Ostatnio popularnymi wpisami są...

2010-03-02

Licencjonowany ekspert smutku? / Ekwilibrium

"widzę różnicę w naszych zachowaniach. On wszystko przezywa bardzo spokojnie, milcząco, cicho. dojrzale i z dystansem. a ja..? ja zachowuję się przy Nim jak dzieciak."
Ostatni, czy wiesz o tym, że czuję, jakbym składał się z dwóch różnych osób? Ale spokojnie, myślę, że nie jest to żadna choroba psychiczna. Po prostu w pewnych sytuacjach nie pozwalam sobie na pewne zachowanie i wszystko to, co nie ma ujścia, kumuluje się tworząc odrębną postać, z własnym charakterem, sympatiami i antypatiami i zachciankami.
Od młodości czułem, że to, w jaki sposób widzę świat, jest trochę poważniejsze, niż u innych osób. Może dlatego, że potrafiłem przeżywać nawet najmniejsze rzeczy bardzo dogłębnie? Trochę to mi się zdawało dziewczęce, ale nic tak naprawdę nie mogłem zrobić. Rosłem więc wrażliwy, nieśmiały, często bez wiary we własne możliwości. Teraz może nawet bym podpadał pod styl myślenia emo, ale wtedy nie było takich cudaków. A nawet, jeśli by byli, na nic by się zdali, gdyż już od początku gimnazjum (okolice 2000 roku) ceniłem sobie samotność.
Ale potem... coś się we mnie złamało. Nie wiem już kiedy, nie wiem też co spowodowało tę zmianę... Ale wraz z upływem lat, widziałem, że obok mojej stoickiej natury, rośnie w siłę coś, co jest przeciwieństwem spokoju i ładu. I od tamtej pory cenię sobie na równi dwa stany - równowagi i chaosu. Czuję, że wewnątrz mnie zrównoważyła i zjednoczyła się natura dobroduszności i cynicznej bezpośredniości. Potrafiłem przez to zauważyć piękno, zawarte w smutku, jak i głupotę tkwiącą w idiotycznej radości.

______________________________

TREŚĆ POLECENIA 1: Podaj słowo w słowo fragment wpisu od „Ostatnio popularnymi wpisami” aż do „antypatiami i zachciankami.” włącznie.
TREŚĆ POLECENIA 2: Wyjaśnij na podstawie wpisu, skąd u autora bierze się poczucie, że składa się z dwóch różnych osób.
Lista, która stoi dalej, to osobny materiał, niezwiązany z wpisem.

Zebrane dane:
______________________________

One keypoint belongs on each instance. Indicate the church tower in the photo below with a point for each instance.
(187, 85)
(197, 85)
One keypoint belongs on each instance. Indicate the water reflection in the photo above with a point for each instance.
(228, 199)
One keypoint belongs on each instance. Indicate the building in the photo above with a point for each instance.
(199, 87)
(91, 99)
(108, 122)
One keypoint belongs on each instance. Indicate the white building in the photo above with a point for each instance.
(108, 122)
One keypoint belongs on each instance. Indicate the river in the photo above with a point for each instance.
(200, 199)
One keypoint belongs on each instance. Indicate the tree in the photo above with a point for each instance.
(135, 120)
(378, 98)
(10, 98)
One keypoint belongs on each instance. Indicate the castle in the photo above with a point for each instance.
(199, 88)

______________________________

POPRAWNA ODPOWIEDŹ 1:
Ostatnio popularnymi wpisami są...

2010-03-02

Licencjonowany ekspert smutku? / Ekwilibrium

"widzę różnicę w naszych zachowaniach. On wszystko przezywa bardzo spokojnie, milcząco, cicho. dojrzale i z dystansem. a ja..? ja zachowuję się przy Nim jak dzieciak."
Ostatni, czy wiesz o tym, że czuję, jakbym składał się z dwóch różnych osób? Ale spokojnie, myślę, że nie jest to żadna choroba psychiczna. Po prostu w pewnych sytuacjach nie pozwalam sobie na pewne zachowanie i wszystko to, co nie ma ujścia, kumuluje się tworząc odrębną postać, z własnym charakterem, sympatiami i antypatiami i zachciankami.

POPRAWNA ODPOWIEDŹ 2: W pewnych sytuacjach autor nie pozwala sobie na pewne zachowanie. Wszystko, co nie ma ujścia, kumuluje się i tworzy odrębną postać z własnym charakterem, sympatiami, antypatiami i zachciankami.